━━━━━ LISTED RECORDS

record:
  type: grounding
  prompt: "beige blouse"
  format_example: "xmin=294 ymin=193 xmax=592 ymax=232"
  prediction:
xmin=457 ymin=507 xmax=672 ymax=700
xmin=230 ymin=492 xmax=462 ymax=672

━━━━━━━━━━

# WORK TO DO
In every one of the rows, substitute "result" for "prediction" and reproduce the lines with everything else unchanged.

# EXPECTED ANSWER
record:
  type: grounding
  prompt: "beige blouse"
  format_example: "xmin=294 ymin=193 xmax=592 ymax=232"
  result:
xmin=457 ymin=507 xmax=672 ymax=700
xmin=230 ymin=492 xmax=462 ymax=672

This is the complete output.